[Pointing dataset excerpts]
++++++++
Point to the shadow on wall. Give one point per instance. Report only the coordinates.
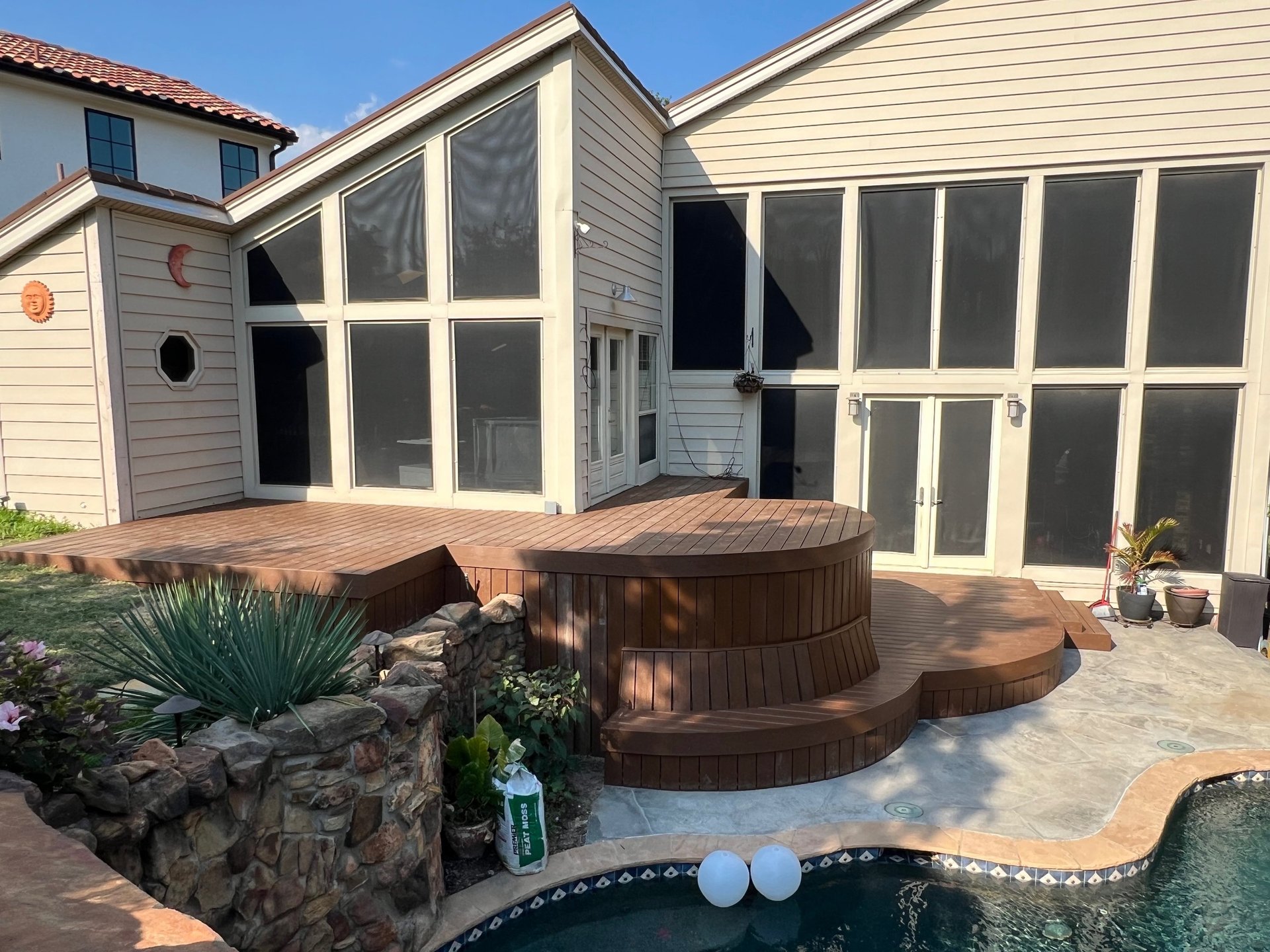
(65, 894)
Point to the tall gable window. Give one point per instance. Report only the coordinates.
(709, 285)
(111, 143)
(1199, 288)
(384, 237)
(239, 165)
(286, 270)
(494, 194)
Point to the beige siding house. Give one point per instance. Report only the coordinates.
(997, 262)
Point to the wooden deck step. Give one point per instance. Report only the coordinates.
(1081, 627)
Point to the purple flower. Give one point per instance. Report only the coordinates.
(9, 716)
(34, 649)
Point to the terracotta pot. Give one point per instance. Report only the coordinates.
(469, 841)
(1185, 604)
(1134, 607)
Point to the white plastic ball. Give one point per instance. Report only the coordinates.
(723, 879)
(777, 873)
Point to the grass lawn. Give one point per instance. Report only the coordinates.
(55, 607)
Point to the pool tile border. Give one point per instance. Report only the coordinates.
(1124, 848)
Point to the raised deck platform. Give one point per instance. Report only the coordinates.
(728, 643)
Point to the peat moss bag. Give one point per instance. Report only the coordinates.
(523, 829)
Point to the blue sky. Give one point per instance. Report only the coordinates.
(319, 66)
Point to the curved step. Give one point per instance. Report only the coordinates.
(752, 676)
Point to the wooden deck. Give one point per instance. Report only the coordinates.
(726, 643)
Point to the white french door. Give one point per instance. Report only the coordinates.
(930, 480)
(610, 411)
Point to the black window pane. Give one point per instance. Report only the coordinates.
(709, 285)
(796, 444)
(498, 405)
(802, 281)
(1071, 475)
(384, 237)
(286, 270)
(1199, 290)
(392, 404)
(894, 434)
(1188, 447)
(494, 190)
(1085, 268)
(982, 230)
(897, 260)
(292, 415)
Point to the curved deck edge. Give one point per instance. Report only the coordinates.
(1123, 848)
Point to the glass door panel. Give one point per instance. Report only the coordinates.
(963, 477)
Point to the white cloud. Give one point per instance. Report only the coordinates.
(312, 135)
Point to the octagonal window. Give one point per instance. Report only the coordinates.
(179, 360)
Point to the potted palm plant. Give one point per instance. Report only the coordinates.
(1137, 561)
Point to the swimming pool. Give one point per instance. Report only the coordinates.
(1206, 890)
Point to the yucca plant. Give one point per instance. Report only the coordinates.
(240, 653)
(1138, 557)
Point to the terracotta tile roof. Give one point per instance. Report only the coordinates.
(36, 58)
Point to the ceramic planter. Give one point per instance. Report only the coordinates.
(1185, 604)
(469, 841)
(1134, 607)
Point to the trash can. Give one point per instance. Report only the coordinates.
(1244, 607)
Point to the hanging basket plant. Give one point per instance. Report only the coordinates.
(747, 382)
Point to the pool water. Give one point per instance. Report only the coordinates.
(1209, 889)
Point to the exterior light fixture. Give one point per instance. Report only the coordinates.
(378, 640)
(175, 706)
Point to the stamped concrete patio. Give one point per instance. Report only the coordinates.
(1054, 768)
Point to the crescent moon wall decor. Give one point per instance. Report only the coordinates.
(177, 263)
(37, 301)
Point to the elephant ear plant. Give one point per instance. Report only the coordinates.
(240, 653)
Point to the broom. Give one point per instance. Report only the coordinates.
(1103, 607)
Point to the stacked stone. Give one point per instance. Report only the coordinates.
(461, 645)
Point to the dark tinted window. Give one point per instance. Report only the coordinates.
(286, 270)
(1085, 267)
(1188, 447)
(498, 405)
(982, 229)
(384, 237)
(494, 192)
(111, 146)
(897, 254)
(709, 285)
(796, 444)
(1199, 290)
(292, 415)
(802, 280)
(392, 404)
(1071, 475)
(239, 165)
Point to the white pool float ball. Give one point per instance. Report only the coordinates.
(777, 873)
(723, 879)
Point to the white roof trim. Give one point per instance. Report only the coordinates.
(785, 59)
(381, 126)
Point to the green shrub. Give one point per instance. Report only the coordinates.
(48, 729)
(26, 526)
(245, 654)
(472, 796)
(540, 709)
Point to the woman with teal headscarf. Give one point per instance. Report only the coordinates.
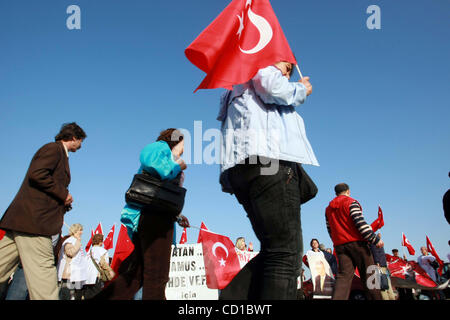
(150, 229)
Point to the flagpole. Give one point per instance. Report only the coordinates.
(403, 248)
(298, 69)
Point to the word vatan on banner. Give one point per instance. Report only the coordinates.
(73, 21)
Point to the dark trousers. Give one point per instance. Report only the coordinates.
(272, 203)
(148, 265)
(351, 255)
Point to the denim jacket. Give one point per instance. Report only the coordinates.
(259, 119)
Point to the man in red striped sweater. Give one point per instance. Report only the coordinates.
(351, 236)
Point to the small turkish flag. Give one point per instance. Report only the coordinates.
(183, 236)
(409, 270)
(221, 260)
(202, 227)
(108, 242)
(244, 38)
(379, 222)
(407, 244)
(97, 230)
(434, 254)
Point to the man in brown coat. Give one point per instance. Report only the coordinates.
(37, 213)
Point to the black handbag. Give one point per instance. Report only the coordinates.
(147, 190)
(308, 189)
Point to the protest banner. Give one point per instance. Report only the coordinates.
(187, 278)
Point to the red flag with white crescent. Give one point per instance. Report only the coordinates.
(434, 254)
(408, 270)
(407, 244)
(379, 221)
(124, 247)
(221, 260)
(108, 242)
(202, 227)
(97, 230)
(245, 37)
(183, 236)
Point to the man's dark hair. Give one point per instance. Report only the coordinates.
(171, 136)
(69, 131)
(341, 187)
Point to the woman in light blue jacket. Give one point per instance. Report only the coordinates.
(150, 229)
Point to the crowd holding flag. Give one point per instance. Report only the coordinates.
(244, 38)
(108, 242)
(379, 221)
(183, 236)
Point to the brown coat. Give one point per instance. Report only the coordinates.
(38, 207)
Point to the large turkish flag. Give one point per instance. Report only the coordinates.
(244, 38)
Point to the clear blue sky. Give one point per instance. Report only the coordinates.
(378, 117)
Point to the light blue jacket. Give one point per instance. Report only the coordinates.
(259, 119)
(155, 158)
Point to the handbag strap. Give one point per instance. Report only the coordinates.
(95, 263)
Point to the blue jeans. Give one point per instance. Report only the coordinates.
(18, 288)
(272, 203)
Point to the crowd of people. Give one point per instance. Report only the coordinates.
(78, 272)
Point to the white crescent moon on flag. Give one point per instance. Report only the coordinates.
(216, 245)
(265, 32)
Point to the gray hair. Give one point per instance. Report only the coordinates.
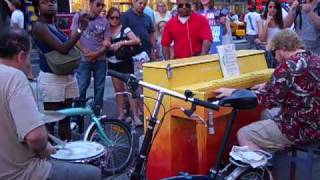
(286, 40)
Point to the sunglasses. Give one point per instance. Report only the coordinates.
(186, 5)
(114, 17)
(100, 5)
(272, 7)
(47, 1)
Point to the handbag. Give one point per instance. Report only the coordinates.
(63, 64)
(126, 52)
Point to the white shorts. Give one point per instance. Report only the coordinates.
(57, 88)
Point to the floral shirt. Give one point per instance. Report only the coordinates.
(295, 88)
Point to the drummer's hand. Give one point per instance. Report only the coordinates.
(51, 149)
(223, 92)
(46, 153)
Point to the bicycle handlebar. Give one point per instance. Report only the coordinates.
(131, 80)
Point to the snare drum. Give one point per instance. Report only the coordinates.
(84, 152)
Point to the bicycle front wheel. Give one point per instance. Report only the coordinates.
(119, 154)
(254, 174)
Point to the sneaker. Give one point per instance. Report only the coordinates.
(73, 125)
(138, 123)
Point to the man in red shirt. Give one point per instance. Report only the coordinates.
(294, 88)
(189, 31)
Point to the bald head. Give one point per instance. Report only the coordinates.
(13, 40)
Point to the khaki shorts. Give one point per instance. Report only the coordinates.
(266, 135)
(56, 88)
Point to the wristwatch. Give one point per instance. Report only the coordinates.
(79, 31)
++++++++
* Request *
Rewrite all of the material above with "Report only the coordinates" changed to "Return only the coordinates" wherever it occurs, keeping everything else identical. Leave the pictures out of your answer.

* Solution for this problem *
Point to the shadow on wall. Give one point per instance. Return only the coordinates.
(65, 894)
Point to the tall gable window. Give one point per instance. Return only the coordinates.
(709, 285)
(111, 143)
(1199, 288)
(384, 237)
(239, 165)
(286, 270)
(494, 194)
Point to the beige siding house. Give one point per instance. Return only the coordinates.
(997, 262)
Point to the wooden deck step. Give one point per instance. Return only the coordinates.
(1081, 627)
Point to the purple flower. Give one point per instance. Return only the coordinates.
(9, 716)
(34, 649)
Point to the terracotta pot. Give one point per instance. Return only the coordinates.
(469, 841)
(1185, 604)
(1134, 607)
Point to the white plastic ball. Give one point per instance. Return only the coordinates.
(723, 879)
(777, 873)
Point to the grass lawn. Give one point per instance. Return only the coordinates.
(55, 607)
Point to the pool tile border. Give one point per instance. Return only the coordinates.
(1124, 848)
Point to the raised deck platform. Give one point per instance. Return only the coordinates.
(728, 643)
Point to the peat moss bag. Give one point per instance. Return only the coordinates.
(523, 829)
Point to the blue sky. Give one point per instance. Return only the coordinates.
(319, 66)
Point to the curved step. Give one point per instance. Return only the coordinates.
(752, 676)
Point to the wooden deck. Give one point per instance. Return only the coordinates.
(726, 643)
Point to the white french door. Give one point per instance. Return only the coordinates.
(930, 480)
(610, 411)
Point to the black window pane. Give one point per instance. Return only the coordinates.
(709, 285)
(796, 444)
(498, 405)
(802, 281)
(1071, 475)
(384, 237)
(286, 270)
(1199, 290)
(392, 404)
(894, 434)
(1188, 447)
(494, 190)
(1085, 268)
(982, 230)
(897, 260)
(292, 415)
Point to the curved deck edge. Give one point per instance. Return only the coordinates.
(1123, 848)
Point to the glass door panel. Give one point per instance. Return only the coordinates.
(963, 477)
Point to the white cloud. Give one point per instance. Return only the coordinates.
(312, 135)
Point to the octagonal window. Give one point per instance. Return only the coordinates.
(179, 360)
Point to the potted palm plant. Give one point per instance. Return only the coordinates.
(1137, 561)
Point to the swimming pool. Give one point per instance. Return only the coordinates.
(1206, 890)
Point to the yucca plant. Give one point per instance. Return only the coordinates.
(240, 653)
(1138, 557)
Point to the terracotta tile roof. Give one point per instance. Return only the coordinates.
(36, 58)
Point to the ceramic planter. Give one point per instance. Return only the coordinates.
(1185, 604)
(469, 841)
(1134, 607)
Point to the trash can. Give one point per instance. Return only the coordinates.
(1244, 607)
Point to the hanging basket plant. Give one point per instance. Return only the coordinates.
(747, 382)
Point to the pool water. Give one point per instance. Return only the coordinates.
(1209, 889)
Point to the exterior light fixture. Give one point per instance. Return only the coordinates.
(378, 640)
(175, 706)
Point to the stamped concrete patio. Give one point per instance. Return only the coordinates.
(1054, 768)
Point to the crescent moon wall decor. Give one point per instance. Return only the coordinates.
(177, 263)
(37, 301)
Point to the elephant ear plant. Give one point per instance. Return only the coordinates.
(240, 653)
Point to the broom. Give one point per instance. Return only the coordinates.
(1103, 607)
Point to the stacked stone. Give one point per instance. Return only the coordinates.
(461, 645)
Point to the dark tinted window. Give one point per instance. Return only the coordinates.
(286, 270)
(1085, 267)
(1188, 447)
(498, 405)
(982, 229)
(384, 237)
(494, 192)
(111, 146)
(897, 254)
(709, 285)
(796, 444)
(1199, 290)
(292, 415)
(802, 280)
(392, 404)
(1071, 475)
(239, 165)
Point to the white pool float ball. Give one point per instance. Return only the coordinates.
(777, 873)
(723, 879)
Point to the white roof trim. Give one point per instance. Return only the coordinates.
(785, 59)
(381, 126)
Point to the green shrub. Give one point per instance. Return only the coordinates.
(48, 729)
(26, 526)
(245, 654)
(472, 796)
(540, 709)
Point to the woman with teal headscarf. Give one point per instance. Return only the coordinates.
(150, 229)
Point to the flagpole. Give one point per instance. Return only the coordinates.
(403, 248)
(298, 69)
Point to the word vatan on banner. Give one point per instance. Return only the coordinates.
(73, 21)
Point to the dark trousers. Give one point per instance. Return only the coordinates.
(272, 203)
(148, 265)
(351, 255)
Point to the denim jacket. Give one point per instance. Return only the coordinates.
(259, 119)
Point to the man in red striped sweater. Give one point per instance. Return only the coordinates.
(351, 236)
Point to the small turkish flag. Give one point per instance. Return only the coordinates.
(183, 236)
(409, 270)
(221, 260)
(202, 227)
(108, 242)
(244, 38)
(379, 222)
(407, 244)
(97, 230)
(434, 254)
Point to the man in brown coat. Give one point per instance. Return only the coordinates.
(37, 213)
Point to the black handbag. Give one point per instance. Return only the coordinates.
(147, 190)
(308, 189)
Point to the protest banner. Give one point per instance. Return only the coordinates.
(187, 278)
Point to the red flag with white crescent. Give one point per instance. Return only the coordinates.
(434, 254)
(408, 270)
(407, 244)
(379, 221)
(124, 247)
(221, 260)
(108, 242)
(202, 227)
(97, 230)
(245, 37)
(183, 236)
Point to the man's dark hair. Give one point per instance. Return only the coordinates.
(171, 136)
(69, 131)
(341, 187)
Point to the woman in light blue jacket. Give one point per instance. Return only the coordinates.
(150, 229)
Point to the crowd holding flag. Give one point per instance. Return only the coordinates.
(244, 38)
(108, 242)
(379, 221)
(183, 236)
Point to the brown coat. Give one point per instance. Return only the coordinates.
(38, 207)
Point to the large turkish flag. Give one point per instance. Return only the coordinates.
(244, 38)
Point to the clear blue sky. Give one point per instance. Return only the coordinates.
(378, 117)
Point to the light blue jacket. Give one point per instance. Return only the coordinates.
(259, 119)
(155, 158)
Point to the handbag strap. Give one point per instance. Return only the coordinates.
(95, 263)
Point to the blue jeans. Give one point per instance. Return only the coordinates.
(18, 288)
(272, 203)
Point to the crowd of people. Give one point per instance. Return only the coordinates.
(78, 272)
Point to the white crescent moon on flag. Give one point per instance. Return only the coordinates.
(216, 245)
(265, 32)
Point to the gray hair. Give one point per instance. Return only the coordinates.
(286, 40)
Point to the sunglasses. Give one point per instance. Return only the coordinates.
(186, 5)
(114, 17)
(100, 5)
(272, 7)
(47, 1)
Point to the handbag. Give one point per instance. Return only the coordinates.
(63, 64)
(126, 52)
Point to the white shorts. Give one point per instance. Return only the coordinates.
(57, 88)
Point to the floral shirt. Give one point per instance. Return only the coordinates.
(295, 88)
Point to the drummer's hand. Give one point per instance. Return only the coordinates.
(51, 149)
(223, 92)
(46, 153)
Point to the bicycle handlebar. Give one point per instance. Return only the coordinates.
(131, 80)
Point to the snare drum. Give one point per instance. Return only the coordinates.
(84, 152)
Point to the bicycle front wheel. Give one point per instance. Return only the coordinates.
(119, 154)
(254, 174)
Point to the sneaker. Give one point per instance. Return only the coordinates.
(73, 125)
(138, 123)
Point to the man in red shirt. Give one point per instance. Return only the coordinates.
(294, 88)
(189, 31)
Point to the bald head. Give one point per instance. Return only the coordinates.
(13, 40)
Point to the khaki shorts. Give one point per instance. Return only the coordinates.
(266, 135)
(56, 88)
Point to the wristwatch. Give one point per instance. Return only the coordinates.
(79, 31)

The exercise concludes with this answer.